* **Your instructions**
Render each line of the material below as a Markdown table with two columns, Row and Line. Number the rows and skip any blank lines.

** Start of Recorded information **

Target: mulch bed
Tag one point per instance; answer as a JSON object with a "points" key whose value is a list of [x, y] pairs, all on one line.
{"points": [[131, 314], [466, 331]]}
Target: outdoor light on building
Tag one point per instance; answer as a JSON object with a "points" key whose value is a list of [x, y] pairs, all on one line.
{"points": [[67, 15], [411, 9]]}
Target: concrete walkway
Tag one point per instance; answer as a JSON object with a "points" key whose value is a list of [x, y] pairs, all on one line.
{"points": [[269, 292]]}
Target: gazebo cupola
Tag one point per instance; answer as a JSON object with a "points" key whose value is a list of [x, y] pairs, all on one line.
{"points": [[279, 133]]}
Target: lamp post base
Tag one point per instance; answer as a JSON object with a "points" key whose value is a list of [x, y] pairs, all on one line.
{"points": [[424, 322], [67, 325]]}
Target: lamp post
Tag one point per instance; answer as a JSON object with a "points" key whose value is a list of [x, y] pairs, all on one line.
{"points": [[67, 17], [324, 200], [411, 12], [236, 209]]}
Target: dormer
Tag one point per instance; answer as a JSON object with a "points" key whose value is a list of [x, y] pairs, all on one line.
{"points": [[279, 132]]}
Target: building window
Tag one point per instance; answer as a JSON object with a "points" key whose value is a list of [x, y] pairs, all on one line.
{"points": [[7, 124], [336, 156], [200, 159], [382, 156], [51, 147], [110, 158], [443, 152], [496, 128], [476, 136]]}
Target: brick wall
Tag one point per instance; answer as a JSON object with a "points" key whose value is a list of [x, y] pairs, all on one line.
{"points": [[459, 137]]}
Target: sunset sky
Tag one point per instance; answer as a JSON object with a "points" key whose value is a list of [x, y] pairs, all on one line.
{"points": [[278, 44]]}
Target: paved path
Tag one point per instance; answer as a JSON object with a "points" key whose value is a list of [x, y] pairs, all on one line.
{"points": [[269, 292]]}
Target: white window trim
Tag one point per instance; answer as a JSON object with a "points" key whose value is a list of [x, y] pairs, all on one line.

** End of Recorded information **

* **In response**
| Row | Line |
|---|---|
| 1 | Target: mulch bed |
| 2 | Tag one point per instance; answer as a JSON object with a "points" key whose value is a list of [x, y] pairs, all on one line. |
| 3 | {"points": [[131, 314], [466, 331]]} |
| 4 | Target: outdoor light on building |
| 5 | Tag one point per instance; answer as a JSON object with a "points" key whose value is a list of [x, y] pairs, all on one line. |
| 6 | {"points": [[67, 15], [411, 9]]} |
| 7 | Target: concrete walkway |
| 8 | Tag one point per instance; answer as a JSON object with a "points" key whose value is a list of [x, y] pairs, all on one line. |
| 9 | {"points": [[269, 292]]} |
| 10 | Target: gazebo cupola |
| 11 | Tag one point per instance; answer as a JSON object with a "points" key whose value is a list of [x, y] pairs, all on one line. |
| 12 | {"points": [[279, 133]]} |
| 13 | Target: lamp post base |
| 14 | Tag one point per instance; answer as a JSON object with a "points" key whose value is a list of [x, y] pairs, all on one line. |
| 15 | {"points": [[424, 322], [67, 325]]} |
| 16 | Target: lamp post |
| 17 | Tag one point per instance; answer as a JSON object with a "points" key whose value is a list of [x, y] pairs, all on one line. |
| 18 | {"points": [[67, 17], [324, 200], [411, 12], [236, 209]]} |
| 19 | Target: dormer |
| 20 | Tag one point per instance; answer as a JSON object with a "points" key whose value is a list of [x, y] pairs, all on one line. |
| 21 | {"points": [[279, 132]]} |
| 22 | Target: building window |
| 23 | Tag one point per instance; answer as a JSON object with a "points" key whose value is a list of [x, y] pairs, all on one line. |
| 24 | {"points": [[7, 124], [336, 156], [200, 159], [382, 156], [51, 147], [110, 158], [443, 152], [496, 128], [476, 136]]} |
| 25 | Target: brick wall |
| 26 | Tag one point per instance; answer as a JSON object with a "points" key whose value is a list of [x, y] pairs, all on one line. |
| 27 | {"points": [[459, 137]]} |
| 28 | Target: sunset sky |
| 29 | Tag one point per instance; answer as a JSON object with a "points" key whose value is a list of [x, y] pairs, all on one line. |
| 30 | {"points": [[278, 44]]} |
| 31 | Target: paved path |
| 32 | Tag one point per instance; answer as a JSON object with a "points" key whose value is a list of [x, y] pairs, all on one line. |
| 33 | {"points": [[269, 292]]} |
| 34 | Target: white window trim |
| 35 | Tag one point per instance; answer as a JSON object with a "points" key whose value is a list of [x, y] pairs, all on one line. |